_Extract_

^^^^^^^^^^^^^^^^

I am South African. That sentence is the first ground I stand on, even when I am standing somewhere else.
And I am in Italy. I have lived here. I live here. My days have an Italian rhythm now, streets, language, bureaucracy, light, the way the air changes across seasons, the way people greet you, the way coffee becomes a ritual instead of a drink. Europe is not an idea for me; it’s where I wake up and fall asleep.
So when people ask, “Where do you belong?” I feel it like a pressure point. Not because I don’t have an answer, but because any single answer becomes a reduction. It becomes a neat box someone can place me in. And my life is not neat.
My clear belonging is Africa, because Africa made me. Not only by geography, but by memory, by early language, by the shape of family, by the feeling of being “from somewhere” that is not negotiable. But I am European now in the practical ways: my body is here, my routine is here, my relationships are here, my daily survival happens in this place. The facts of my life have changed, even if the roots have not.
So I live inside an uncomfortable truth: I belong, and I don’t belong, at the same time.
And instead of trying to solve that discomfort, I have started to use it.
This is what I mean by (anti)belonging: I don’t reject belonging because I want to be “above” it. I reject belonging when it becomes a demand, when it becomes a border drawn around me by other people. When it becomes a question that is secretly an instruction: pick one, be one, stay one.
Because migration doesn’t just move your body. It changes the way your identity gets handled by the world. It changes the kind of gaze you live under.
In South Africa, I am not a “South African artist” as a label that needs explaining. I am inside the context. Even if I am complex there, even if I am misunderstood there, I am not a surprise. I come with a kind of assumed background, streets, histories, accents, unspoken references. People may not know me, but they know the ground I come from.

^^^^^^^^^^^^^^^^

_Written problem 1_
In the essay on belonging, list the practical ways the writer says they are European now.
_Written problem 2_
Answer these questions from the essay on belonging:
(a) In which country does the writer say they live?
(b) What instruction does the writer say is secretly carried by the question about belonging?
(c) Besides moving the body, what does migration change, according to the writer?
_Written problem 3_
Continue the essay on belonging from its last sentence.

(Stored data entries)
^^^^^^^^^^^^^^^^

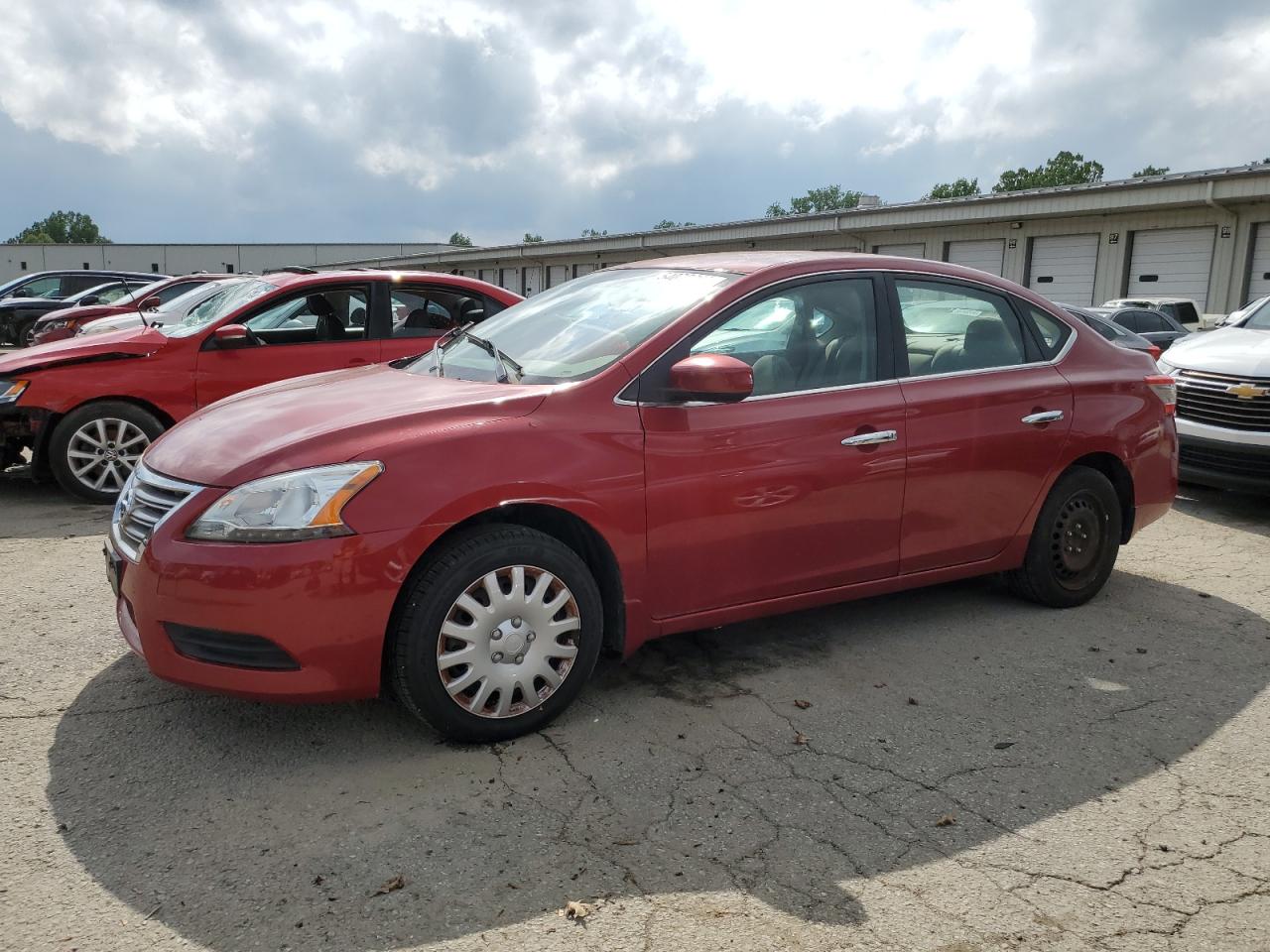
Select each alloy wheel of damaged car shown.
[390,526,602,742]
[50,401,164,503]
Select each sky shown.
[0,0,1270,245]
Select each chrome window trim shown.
[613,268,1077,408]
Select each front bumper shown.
[107,515,437,701]
[1179,427,1270,493]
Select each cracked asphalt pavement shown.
[0,481,1270,952]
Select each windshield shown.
[158,281,277,337]
[407,268,736,384]
[1239,298,1270,330]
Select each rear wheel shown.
[389,526,603,742]
[1007,466,1123,608]
[49,401,164,503]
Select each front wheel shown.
[1006,466,1123,608]
[49,400,164,503]
[389,526,603,743]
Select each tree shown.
[926,178,979,198]
[767,185,861,218]
[992,150,1102,191]
[9,212,110,245]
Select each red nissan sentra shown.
[107,251,1178,740]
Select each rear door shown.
[890,278,1072,574]
[194,285,380,407]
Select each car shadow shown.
[0,473,110,539]
[1174,482,1270,536]
[49,572,1270,952]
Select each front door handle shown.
[842,430,899,447]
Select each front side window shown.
[690,278,877,396]
[244,289,366,344]
[405,268,736,384]
[895,278,1028,377]
[391,287,503,337]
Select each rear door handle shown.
[842,430,899,447]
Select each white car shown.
[1158,298,1270,494]
[1102,298,1225,330]
[78,277,242,336]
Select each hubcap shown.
[437,565,581,717]
[66,416,150,493]
[1051,493,1106,589]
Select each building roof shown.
[339,164,1270,267]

^^^^^^^^^^^^^^^^

_Written reply 1_
- Their body is here.
- Their routine is here.
- Their relationships are here.
- Their daily survival happens in this place.

_Written reply 2_
(a) Italy.
(b) "pick one, be one, stay one."
(c) It changes the way your identity gets handled by the world and the kind of gaze you live under.

_Written reply 3_
In Italy, I am visibly from somewhere else. Even when I am quiet, even when I try to blend in, there is often a moment when the question arrives. Sometimes it arrives politely, like curiosity. Sometimes it arrives as a test. Sometimes it arrives like a joke. Sometimes it arrives like someone needing to place me so they can relax.
“Where are you from?”
“No, where are you really from?”
“How long are you staying?”
“Do you miss home?”
“Do you feel Italian yet?”
And I have learned that these questions are rarely neutral. They can be warm, yes. But they also carry a subtle power: the power to make me explain myself. The power to make me prove my right to be here. The power to position me as temporary, even when my life is not temporary.
And then the reverse happens too.
When I go back, or when I speak to people from home, I can feel how I have changed. There is a new distance. There are phrases I now say differently. There are references I now carry that don’t land the same. There are moments when people treat me like I have “left.” Like I have crossed into a different category. Like my Africanness has been slightly diluted by proximity to Europe.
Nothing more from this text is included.